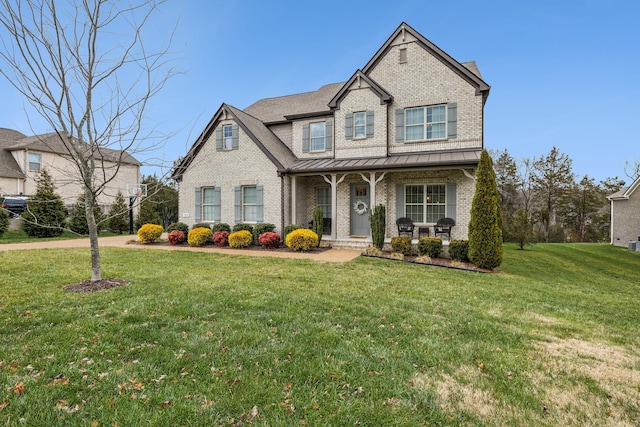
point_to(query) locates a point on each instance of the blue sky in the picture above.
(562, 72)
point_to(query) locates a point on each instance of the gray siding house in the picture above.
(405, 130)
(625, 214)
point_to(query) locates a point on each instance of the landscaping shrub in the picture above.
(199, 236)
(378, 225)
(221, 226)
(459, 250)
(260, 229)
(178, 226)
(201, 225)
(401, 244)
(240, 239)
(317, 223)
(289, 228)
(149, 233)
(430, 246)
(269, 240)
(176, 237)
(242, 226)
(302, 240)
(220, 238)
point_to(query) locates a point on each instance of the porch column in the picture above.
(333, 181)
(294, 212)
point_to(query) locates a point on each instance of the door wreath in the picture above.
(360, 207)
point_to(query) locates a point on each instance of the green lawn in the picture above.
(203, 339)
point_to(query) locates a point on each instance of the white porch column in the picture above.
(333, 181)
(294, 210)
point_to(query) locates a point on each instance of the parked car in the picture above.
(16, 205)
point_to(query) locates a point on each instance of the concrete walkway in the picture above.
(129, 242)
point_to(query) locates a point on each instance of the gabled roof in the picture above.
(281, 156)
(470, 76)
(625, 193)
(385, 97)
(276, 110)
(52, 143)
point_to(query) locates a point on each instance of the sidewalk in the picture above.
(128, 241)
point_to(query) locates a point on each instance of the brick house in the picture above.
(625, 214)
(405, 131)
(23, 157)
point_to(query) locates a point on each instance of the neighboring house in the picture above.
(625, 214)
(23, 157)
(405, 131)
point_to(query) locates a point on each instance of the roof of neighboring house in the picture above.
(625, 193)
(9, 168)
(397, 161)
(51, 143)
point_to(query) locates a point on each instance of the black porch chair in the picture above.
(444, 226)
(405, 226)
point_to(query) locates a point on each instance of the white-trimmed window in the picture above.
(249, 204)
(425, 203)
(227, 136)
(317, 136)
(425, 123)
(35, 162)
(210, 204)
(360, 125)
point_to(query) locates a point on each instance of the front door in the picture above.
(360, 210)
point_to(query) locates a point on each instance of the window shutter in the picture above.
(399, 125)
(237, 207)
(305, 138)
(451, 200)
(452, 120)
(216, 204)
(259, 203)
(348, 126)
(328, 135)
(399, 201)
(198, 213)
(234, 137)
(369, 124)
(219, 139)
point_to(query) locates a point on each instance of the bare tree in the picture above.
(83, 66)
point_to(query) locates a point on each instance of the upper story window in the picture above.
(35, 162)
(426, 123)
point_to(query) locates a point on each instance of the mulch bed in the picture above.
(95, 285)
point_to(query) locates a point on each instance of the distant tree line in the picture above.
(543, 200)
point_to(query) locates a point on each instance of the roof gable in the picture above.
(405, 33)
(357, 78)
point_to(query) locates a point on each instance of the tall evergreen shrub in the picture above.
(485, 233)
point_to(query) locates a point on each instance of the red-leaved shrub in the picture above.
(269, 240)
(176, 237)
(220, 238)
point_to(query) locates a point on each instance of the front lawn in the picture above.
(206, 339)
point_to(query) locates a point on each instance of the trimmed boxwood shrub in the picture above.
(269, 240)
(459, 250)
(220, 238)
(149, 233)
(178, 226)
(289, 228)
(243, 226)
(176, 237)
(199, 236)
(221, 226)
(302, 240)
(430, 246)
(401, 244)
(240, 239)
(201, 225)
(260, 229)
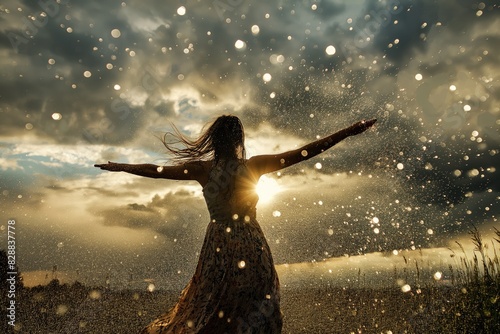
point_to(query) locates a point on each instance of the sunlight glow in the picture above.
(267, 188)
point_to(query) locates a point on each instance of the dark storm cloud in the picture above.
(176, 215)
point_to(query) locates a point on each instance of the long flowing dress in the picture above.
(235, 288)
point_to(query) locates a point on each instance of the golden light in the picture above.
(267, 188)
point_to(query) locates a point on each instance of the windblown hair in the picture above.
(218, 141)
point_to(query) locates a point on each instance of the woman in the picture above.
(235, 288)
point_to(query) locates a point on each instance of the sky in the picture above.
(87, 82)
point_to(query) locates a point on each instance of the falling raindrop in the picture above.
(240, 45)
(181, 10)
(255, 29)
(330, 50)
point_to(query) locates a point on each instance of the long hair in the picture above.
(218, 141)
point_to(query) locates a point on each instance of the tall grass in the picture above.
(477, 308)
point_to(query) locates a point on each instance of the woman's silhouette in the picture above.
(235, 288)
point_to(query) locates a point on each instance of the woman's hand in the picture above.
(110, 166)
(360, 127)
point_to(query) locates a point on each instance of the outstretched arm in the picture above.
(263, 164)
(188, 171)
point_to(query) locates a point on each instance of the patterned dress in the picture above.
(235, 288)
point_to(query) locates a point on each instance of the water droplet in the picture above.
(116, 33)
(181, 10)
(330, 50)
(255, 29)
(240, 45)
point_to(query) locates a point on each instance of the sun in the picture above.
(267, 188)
##########
• TASK: The records above are to be set down exactly as written, with no images.

• ANSWER:
point_to(query) locates a point on each instance of the blue sky in the picture above.
(562, 72)
point_to(query) locates a point on each instance of the gray siding house in the picture above.
(405, 130)
(625, 214)
point_to(query) locates a point on each instance of the landscaping shrub in the picture above.
(199, 236)
(378, 225)
(221, 226)
(459, 250)
(260, 229)
(178, 226)
(201, 225)
(401, 244)
(240, 239)
(317, 223)
(289, 228)
(149, 233)
(430, 246)
(269, 240)
(176, 237)
(242, 226)
(302, 240)
(220, 238)
point_to(query) locates a point on each instance of the porch column in the picture above.
(333, 181)
(294, 212)
point_to(query) locates a point on each instance of the door wreath in the picture above.
(360, 207)
point_to(query) locates a point on each instance of the green lawn in the picture above.
(203, 339)
point_to(query) locates a point on each instance of the white porch column in the picture above.
(333, 181)
(294, 210)
point_to(query) locates a point on each instance of the parked car in the picture above.
(16, 205)
point_to(query) locates a point on each instance of the concrete walkway in the picture above.
(129, 242)
point_to(query) locates a point on each instance of the gabled roof in the picture above.
(281, 156)
(470, 76)
(625, 193)
(385, 97)
(276, 110)
(52, 143)
point_to(query) locates a point on each instance of the sidewalk in the picture above.
(128, 241)
point_to(query) locates a point on each instance of the brick house in the picture above.
(625, 214)
(405, 131)
(23, 157)
point_to(query) locates a point on each instance of the neighboring house in the picture above.
(625, 214)
(23, 157)
(405, 131)
point_to(query) locates a point on each instance of the roof of neighboring house in the picture above.
(625, 193)
(9, 168)
(397, 161)
(51, 143)
point_to(query) locates a point on each instance of the black porch chair in the picture above.
(444, 226)
(405, 226)
point_to(query) locates a point on each instance of the white-trimmed window in the picture above.
(249, 204)
(425, 203)
(227, 136)
(317, 136)
(425, 123)
(35, 162)
(210, 204)
(360, 125)
point_to(query) locates a point on each instance of the front door in the picture above.
(360, 210)
point_to(query) locates a point on each instance of the window shutter in the picture above.
(399, 125)
(237, 207)
(305, 138)
(451, 200)
(452, 120)
(216, 204)
(259, 203)
(348, 126)
(328, 135)
(399, 201)
(198, 213)
(234, 137)
(369, 124)
(219, 139)
point_to(query) locates a point on each instance of the bare tree in the picture above.
(83, 66)
point_to(query) locates a point on each instance of the upper story window in the picture above.
(35, 162)
(426, 123)
point_to(query) locates a point on each instance of the mulch bed in the picture above.
(95, 285)
point_to(query) locates a point on each instance of the distant tree line in the picture above.
(543, 200)
point_to(query) locates a point on each instance of the roof gable in the picture above.
(405, 33)
(357, 78)
point_to(query) locates a point on each instance of the tall evergreen shrub in the picture above.
(485, 233)
point_to(query) locates a point on each instance of the red-leaved shrub in the picture above.
(269, 240)
(176, 237)
(220, 238)
point_to(query) locates a point on each instance of the front lawn in the picture above.
(206, 339)
point_to(query) locates a point on each instance of the trimmed boxwood shrub in the picture above.
(269, 240)
(459, 250)
(220, 238)
(149, 233)
(178, 226)
(289, 228)
(243, 226)
(176, 237)
(199, 236)
(221, 226)
(302, 240)
(430, 246)
(401, 244)
(240, 239)
(201, 225)
(260, 229)
point_to(query) locates a point on each instance of the sunlight glow in the picture above.
(267, 188)
point_to(query) locates a point on each instance of the dark storm cloud in the picture above.
(176, 215)
point_to(query) locates a point on each instance of the long flowing dress in the picture above.
(235, 288)
point_to(query) locates a point on each instance of the golden light in the picture above.
(267, 188)
point_to(query) locates a point on each instance of the windblown hair in the picture above.
(218, 141)
point_to(query) locates a point on each instance of the woman in the picture above.
(235, 288)
point_to(query) locates a point on each instance of the sky in the picture above.
(87, 82)
point_to(query) locates a point on each instance of the falling raindrop in the picture above.
(240, 45)
(181, 10)
(255, 29)
(330, 50)
point_to(query) locates a point on each instance of the long hair in the picture above.
(218, 141)
point_to(query) locates a point on each instance of the tall grass in the picture above.
(477, 308)
point_to(query) locates a point on each instance of the woman's silhouette in the picture above.
(235, 288)
point_to(query) locates a point on each instance of the woman's hand in the picture above.
(110, 166)
(360, 127)
point_to(query) locates a point on each instance of the outstretched arm in the picture above.
(263, 164)
(188, 171)
point_to(query) locates a point on each instance of the patterned dress in the picture above.
(235, 288)
point_to(query) locates a point on each instance of the water droplet in the picture above.
(116, 33)
(181, 10)
(330, 50)
(255, 29)
(240, 45)
point_to(query) locates a point on each instance of the sun in the picture above.
(267, 188)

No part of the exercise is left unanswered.